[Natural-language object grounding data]
================================
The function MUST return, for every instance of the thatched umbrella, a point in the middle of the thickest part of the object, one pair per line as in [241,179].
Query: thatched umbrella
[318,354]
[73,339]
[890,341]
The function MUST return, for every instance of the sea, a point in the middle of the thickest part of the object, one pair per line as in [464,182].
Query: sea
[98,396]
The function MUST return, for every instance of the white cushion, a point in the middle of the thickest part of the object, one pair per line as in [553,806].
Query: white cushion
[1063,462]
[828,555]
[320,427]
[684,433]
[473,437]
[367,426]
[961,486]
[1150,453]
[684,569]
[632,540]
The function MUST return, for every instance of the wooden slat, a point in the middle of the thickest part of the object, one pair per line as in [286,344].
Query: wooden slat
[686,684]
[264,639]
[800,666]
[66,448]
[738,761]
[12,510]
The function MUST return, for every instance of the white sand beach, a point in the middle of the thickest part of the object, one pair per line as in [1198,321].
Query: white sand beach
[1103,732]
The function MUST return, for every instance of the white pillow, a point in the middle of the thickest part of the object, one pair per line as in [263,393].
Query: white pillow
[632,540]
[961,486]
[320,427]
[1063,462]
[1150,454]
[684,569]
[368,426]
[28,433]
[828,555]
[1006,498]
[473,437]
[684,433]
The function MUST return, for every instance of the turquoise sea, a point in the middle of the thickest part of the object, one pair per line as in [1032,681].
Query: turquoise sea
================================
About this exercise => Copy out each entry exactly, leaving nothing out.

Response area =>
The function MUST return, for every instance of the thatched umbrella, a point in the middle of the thickest part of the object, one pair per line as in [241,179].
Query: thatched umbrella
[318,354]
[73,339]
[890,341]
The function MUST return, for every instance of the sea, a point in the middle of the thickest part of the object, one pair per line as in [464,182].
Query: sea
[98,396]
The function MUST return, for every instance of the white cushion, a point in the middle of the thickest part of the object, one pair per line as in [553,806].
Query: white cushion
[1063,462]
[828,555]
[320,427]
[684,433]
[473,437]
[367,426]
[961,486]
[1150,453]
[684,569]
[632,540]
The function MUST return, for every instance of the wooden slat, a point in the middle of the thickest part of the object, one pair per line as in [286,344].
Query: wooden slat
[686,684]
[264,639]
[800,666]
[66,448]
[738,761]
[12,510]
The function MUST return, for every instance of the white sand beach, a point in the middle of the thickest part of the object, one pair per line as in [1198,321].
Query: white sand beach
[1103,732]
The function MUST return, for every instance of the white pillow, a point in the middle of the thickest part of the object, one pair per line as in [263,393].
Query: white pillow
[632,540]
[961,486]
[320,427]
[1063,462]
[1150,454]
[684,569]
[368,426]
[28,433]
[828,555]
[1006,498]
[473,437]
[684,433]
The function MUST return, for every instance of the turquoise sea, a point in the middle of the thickest part of the object, one pair per line as in [1032,681].
Query: turquoise sea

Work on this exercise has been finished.